## Exercise directions
Restate each line below word for word, skipping every picture.

## Data shown
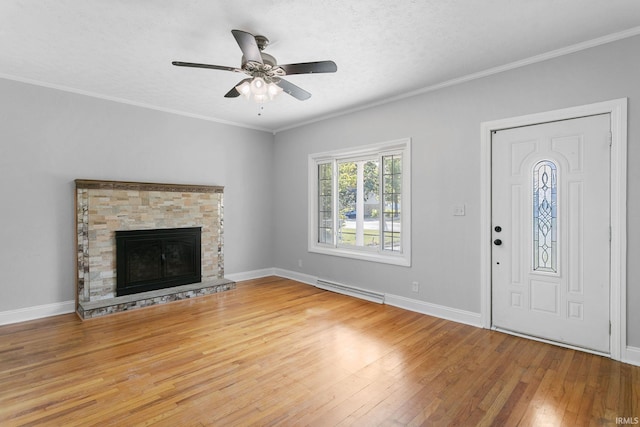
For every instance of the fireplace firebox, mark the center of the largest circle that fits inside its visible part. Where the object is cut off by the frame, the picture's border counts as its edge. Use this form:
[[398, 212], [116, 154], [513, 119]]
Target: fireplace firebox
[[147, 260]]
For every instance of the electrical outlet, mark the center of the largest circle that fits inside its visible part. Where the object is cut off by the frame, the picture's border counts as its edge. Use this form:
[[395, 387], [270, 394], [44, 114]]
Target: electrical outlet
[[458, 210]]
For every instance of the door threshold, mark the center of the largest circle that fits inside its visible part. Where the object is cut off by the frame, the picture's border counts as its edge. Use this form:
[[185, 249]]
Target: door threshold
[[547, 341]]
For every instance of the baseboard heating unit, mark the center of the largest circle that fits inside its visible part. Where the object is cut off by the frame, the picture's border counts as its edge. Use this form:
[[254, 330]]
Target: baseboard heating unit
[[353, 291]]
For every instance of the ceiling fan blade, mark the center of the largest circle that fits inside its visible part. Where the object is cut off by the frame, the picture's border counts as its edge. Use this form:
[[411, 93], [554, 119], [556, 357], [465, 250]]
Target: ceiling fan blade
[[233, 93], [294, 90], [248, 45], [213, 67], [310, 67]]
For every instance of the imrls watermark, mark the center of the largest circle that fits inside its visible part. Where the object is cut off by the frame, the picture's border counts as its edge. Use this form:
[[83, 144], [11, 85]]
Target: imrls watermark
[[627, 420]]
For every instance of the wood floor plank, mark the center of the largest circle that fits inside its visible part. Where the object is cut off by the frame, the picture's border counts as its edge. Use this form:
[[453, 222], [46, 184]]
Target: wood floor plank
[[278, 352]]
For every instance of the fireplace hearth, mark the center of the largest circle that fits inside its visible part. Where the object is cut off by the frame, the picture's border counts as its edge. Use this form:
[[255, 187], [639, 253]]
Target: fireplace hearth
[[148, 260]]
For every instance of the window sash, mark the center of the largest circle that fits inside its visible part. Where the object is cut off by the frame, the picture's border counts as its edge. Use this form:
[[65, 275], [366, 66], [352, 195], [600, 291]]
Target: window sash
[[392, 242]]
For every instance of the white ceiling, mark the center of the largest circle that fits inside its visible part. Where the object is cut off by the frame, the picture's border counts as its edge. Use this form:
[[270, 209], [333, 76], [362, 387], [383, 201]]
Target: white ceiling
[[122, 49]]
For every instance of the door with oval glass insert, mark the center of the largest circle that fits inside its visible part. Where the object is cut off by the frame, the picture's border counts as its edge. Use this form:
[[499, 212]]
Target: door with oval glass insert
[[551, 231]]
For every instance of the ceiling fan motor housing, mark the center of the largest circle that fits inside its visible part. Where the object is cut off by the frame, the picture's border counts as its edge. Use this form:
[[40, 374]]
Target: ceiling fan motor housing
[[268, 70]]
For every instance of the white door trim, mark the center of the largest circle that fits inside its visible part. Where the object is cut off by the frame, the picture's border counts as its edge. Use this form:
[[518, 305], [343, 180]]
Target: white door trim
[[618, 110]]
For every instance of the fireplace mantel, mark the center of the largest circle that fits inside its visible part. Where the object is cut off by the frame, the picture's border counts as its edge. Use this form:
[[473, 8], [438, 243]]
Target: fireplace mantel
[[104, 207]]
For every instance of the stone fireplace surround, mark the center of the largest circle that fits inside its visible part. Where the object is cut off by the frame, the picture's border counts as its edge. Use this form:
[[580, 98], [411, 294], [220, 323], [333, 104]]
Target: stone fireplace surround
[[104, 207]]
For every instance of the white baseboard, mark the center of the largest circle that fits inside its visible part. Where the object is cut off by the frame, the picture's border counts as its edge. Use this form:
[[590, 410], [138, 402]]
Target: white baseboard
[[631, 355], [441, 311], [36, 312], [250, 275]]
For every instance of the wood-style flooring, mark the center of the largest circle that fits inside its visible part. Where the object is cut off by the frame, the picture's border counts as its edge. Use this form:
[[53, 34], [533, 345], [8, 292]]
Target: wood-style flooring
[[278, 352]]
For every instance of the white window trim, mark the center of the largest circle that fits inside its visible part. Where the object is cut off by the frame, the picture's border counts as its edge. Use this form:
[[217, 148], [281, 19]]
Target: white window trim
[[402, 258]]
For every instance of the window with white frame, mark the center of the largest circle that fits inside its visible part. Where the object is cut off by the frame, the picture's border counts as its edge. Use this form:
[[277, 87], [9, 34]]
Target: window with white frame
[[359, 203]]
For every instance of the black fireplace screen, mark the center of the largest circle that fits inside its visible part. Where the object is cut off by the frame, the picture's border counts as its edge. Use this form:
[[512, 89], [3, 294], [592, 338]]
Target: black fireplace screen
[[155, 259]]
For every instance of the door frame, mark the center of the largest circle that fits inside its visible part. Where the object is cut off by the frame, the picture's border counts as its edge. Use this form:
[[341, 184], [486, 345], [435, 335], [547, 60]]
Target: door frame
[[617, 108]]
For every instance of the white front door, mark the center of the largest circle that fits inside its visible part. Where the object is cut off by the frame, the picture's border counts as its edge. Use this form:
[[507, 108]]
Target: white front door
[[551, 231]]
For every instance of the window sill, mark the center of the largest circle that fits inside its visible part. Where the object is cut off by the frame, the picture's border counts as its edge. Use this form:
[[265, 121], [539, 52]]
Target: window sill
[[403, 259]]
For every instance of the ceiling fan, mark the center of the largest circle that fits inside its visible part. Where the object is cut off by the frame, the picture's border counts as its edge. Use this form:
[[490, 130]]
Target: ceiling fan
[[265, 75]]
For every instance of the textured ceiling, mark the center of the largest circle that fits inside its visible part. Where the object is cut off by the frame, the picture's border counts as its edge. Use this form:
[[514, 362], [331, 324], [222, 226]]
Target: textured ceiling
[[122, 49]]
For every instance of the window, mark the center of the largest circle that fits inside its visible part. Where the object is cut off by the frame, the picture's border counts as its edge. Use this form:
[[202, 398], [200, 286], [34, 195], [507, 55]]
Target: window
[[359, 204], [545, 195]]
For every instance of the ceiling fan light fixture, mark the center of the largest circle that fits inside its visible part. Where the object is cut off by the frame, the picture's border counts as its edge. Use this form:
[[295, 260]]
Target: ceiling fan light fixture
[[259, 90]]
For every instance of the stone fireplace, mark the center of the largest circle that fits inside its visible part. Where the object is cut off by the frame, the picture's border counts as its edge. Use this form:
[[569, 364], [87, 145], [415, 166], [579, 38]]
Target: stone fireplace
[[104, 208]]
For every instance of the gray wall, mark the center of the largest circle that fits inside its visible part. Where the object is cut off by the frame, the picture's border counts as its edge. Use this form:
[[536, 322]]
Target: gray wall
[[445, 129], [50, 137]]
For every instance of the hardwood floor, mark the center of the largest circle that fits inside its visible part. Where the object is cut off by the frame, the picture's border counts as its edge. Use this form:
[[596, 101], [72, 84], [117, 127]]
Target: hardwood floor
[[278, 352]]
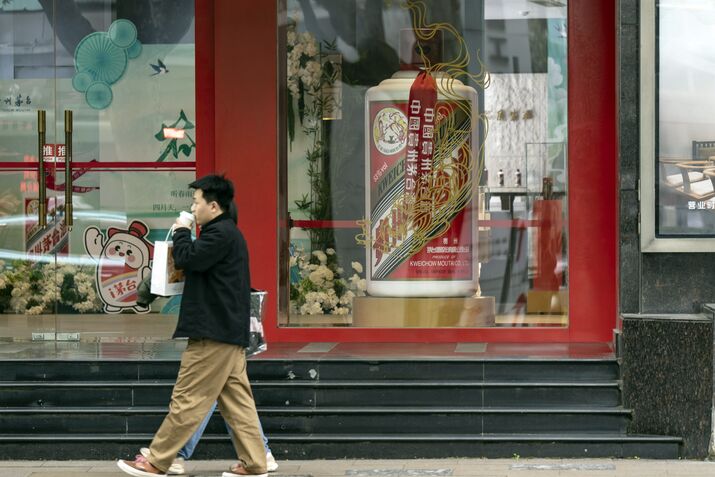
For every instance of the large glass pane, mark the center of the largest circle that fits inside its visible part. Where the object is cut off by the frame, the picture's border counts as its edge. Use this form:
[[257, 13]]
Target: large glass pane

## Answer
For every instance of the fireplace firebox, mark the center of the largest circle that fits inside its visible part. Where the object is cut off by the frame, the picture's border counts as its edge. Use this form:
[[398, 212], [116, 154], [513, 119]]
Target: fireplace firebox
[[147, 260]]
For every instance of the electrical outlet, mark the center of the largest circle that fits inside its visible part. Where the object is cut off by the frame, the picture's border counts as its edge. Use this form:
[[395, 387], [270, 394], [44, 114]]
Target: electrical outlet
[[458, 210]]
For every instance of the door threshold, mark the center of the largest circle that fits inside its visible part. Where the object is cut off by the frame, the picture's border counts as its edge. Use this form:
[[185, 249]]
Target: door threshold
[[547, 341]]
For every instance of the baseboard heating unit, mark the center of the largest circle that fits inside its visible part. Where the object is cut off by the frame, the picture's border counts as its edge. Use this form:
[[254, 330]]
Target: baseboard heating unit
[[353, 291]]
For every instance of the ceiling fan blade, mark the center of the largest circle that fits inside its visible part. Where the object is cut off by the frame, the picture's border counts as its edge. Use this form:
[[411, 93], [554, 119], [556, 357], [465, 250]]
Target: ceiling fan blade
[[233, 93], [294, 90], [248, 45], [213, 67], [310, 67]]
For every instance of the imrls watermark, mark the center of the largest circle that fits inside its visible part. Where the object is cut off by the frame, the picture's border counts as its edge. Use this form:
[[83, 144], [11, 85]]
Target: imrls watermark
[[627, 420]]
For every instance of the wood floor plank, mark the center of the largest circle that fits inside its visible part. Where the object is cut off by the frame, the picture's border counts as its edge. Use this form:
[[453, 222], [46, 184]]
Target: wood floor plank
[[278, 352]]
For every instance of the fireplace hearth, mark the center of the largest circle that fits inside its visible part. Where the object is cut off by the frame, the picture's border counts as its edge. Use this form:
[[255, 187], [639, 253]]
Target: fireplace hearth
[[148, 260]]
For every instance of the window sash, mark the center of the largest circle that fits inside its visible part. Where the object is cut off by the frame, the picture's border counts as its edge. Use this form:
[[65, 275], [366, 66], [352, 195], [600, 291]]
Target: window sash
[[392, 242]]
For every instance of the white ceiling, mark the center of the largest circle that fits inside its visible part. Where the object is cut off by the frame, the picture's border counts as its edge. Use this form:
[[270, 209], [333, 76], [362, 387], [383, 201]]
Target: white ceiling
[[122, 49]]
For every instance of the door with oval glass insert, mark the center of the largest circle that fits inside its visible part. Where the object is cut off by the frame, the picture's border counts as its edge. Use this form:
[[499, 212]]
Target: door with oval glass insert
[[551, 231]]
For every instance of the ceiling fan motor housing, mark the center of the largest circle that fits inside its visible part. Where the object is cut off by the frame, the picture's border counts as its edge. Use this form:
[[40, 374]]
Target: ceiling fan motor housing
[[268, 70]]
For every instance of the white door trim, mark the center of the largest circle that fits inside its visible part. Where the object is cut off by the frame, the picture's border counts as its edge. Use this form:
[[518, 305], [343, 180]]
Target: white door trim
[[618, 110]]
For every instance of the fireplace mantel, mark the center of the largest circle that fits inside its visible part. Where the object is cut off by the frame, the picture's border counts as its edge. Use this form:
[[473, 8], [438, 243]]
Target: fireplace mantel
[[104, 207]]
For every instance of the stone fireplace surround, mark the center of the largest circle that fits inside its visible part. Where the object is cut off by the frame, the picture's border counts as its edge. Use this form:
[[580, 98], [411, 294], [220, 323], [333, 104]]
Target: stone fireplace surround
[[104, 207]]
For every instance of the white baseboard, mark the center of the largest circle that fits inside its visible part. Where the object is cut off by the frame, the picture's border counts as its edge. Use this form:
[[590, 410], [138, 402]]
Target: white baseboard
[[631, 355], [441, 311], [36, 312], [250, 275]]
For every instance of the wood-style flooring, mark the center of the largest circle that fits inside its visible part. Where the object is cut off by the frame, the picture's border counts as its edge. Use this form:
[[53, 34], [533, 345], [8, 292]]
Target: wood-style flooring
[[278, 352]]
For every instance of the white window trim, mark the center of the largest circle that fits inside its visible part. Where the object is cut off by the frame, the picture's border counts as its edge. Use this form:
[[217, 148], [281, 19]]
Target: white window trim
[[402, 258]]
For every instance of the window with white frame, mark the center of the largest circle that fits inside its visible part. Where the object is cut off by the frame, the picture's border counts as its edge. Use this form:
[[277, 87], [9, 34]]
Target: window with white frame
[[359, 203]]
For every instance of the black fireplace screen, mark the center of the largest circle that fits inside its visible part. Where the object is cut off by the frame, the picture's border counts as its edge. Use this form:
[[512, 89], [3, 294], [592, 338]]
Target: black fireplace screen
[[155, 259]]
For every instance of the door frame, mark the center of the largest circle that fits inside its visible part. Where the object is cut off by the frame, the picture's border counts as its edge. Use this form:
[[341, 184], [486, 345], [435, 335], [547, 60]]
Target: door frame
[[617, 108]]
For every instance of the white front door, mark the center of the largest circle that fits inside its visible part. Where the object is cut off by the frame, the picture's border counts as its edge. Use this form:
[[507, 108]]
Target: white front door
[[551, 231]]
For every instance of the window sill, mark the center of the largest circle that fits inside its visible part. Where the object is cut off by the frame, the picture's border counts as its edge. Use this form:
[[265, 121], [539, 52]]
Target: window sill
[[403, 259]]
For every instance of the ceiling fan, mark the center of the largest circle that fits inside its visible part. Where the object is cut off by the frame, the picture's border counts as its edge. Use this form:
[[490, 130]]
Target: ceiling fan
[[265, 75]]
For every instance of the textured ceiling, mark the center of the largest circle that fits inside its visible part. Where the object is cut off by the frame, the picture's border counts as its edge. Use this form:
[[514, 362], [331, 324], [222, 226]]
Target: textured ceiling
[[122, 49]]
For every instance of the window, mark the center of the largest circle that fits inside its visible part. Where the object is cut off by the frame, the picture's border counts as its edge. Use this form:
[[202, 398], [200, 286], [34, 195], [507, 55]]
Target: window
[[359, 204], [545, 195]]
For every instance of the ceiling fan light fixture, mark the center of the largest circle that fits inside its visible part. Where the object is cut off by the frame, the picture's border counts as its edge. Use this form:
[[295, 260]]
Target: ceiling fan light fixture
[[259, 90]]
For every instance of the stone fireplace, mark the center of the largest circle that fits inside its visible part. Where the object is cut off by the frame, the picture's border counts as its edge. Use this form:
[[569, 364], [87, 145], [415, 166], [579, 38]]
Target: stone fireplace
[[104, 208]]
For every instance of the gray wall, mark the center of the largest circle that fits inside its visible part. Where the object is cut off by the frame, the picture's border counts as its edge. Use this form:
[[536, 322]]
Target: gray wall
[[445, 129], [50, 137]]
For every instance of the hardwood floor, mark the center of the largest circle that fits inside its visible part. Where the object is cut off by the frame, the picture's border counts as its edge. Use this form:
[[596, 101], [72, 84], [117, 127]]
Target: hardwood floor
[[278, 352]]
For every instance of the large glass pane, mark the center of the largest circle that fits inside its visible part. Where the object is cut off by the frame, the picture's border counts as its edge. Use this form:
[[257, 13]]
Target: large glass pane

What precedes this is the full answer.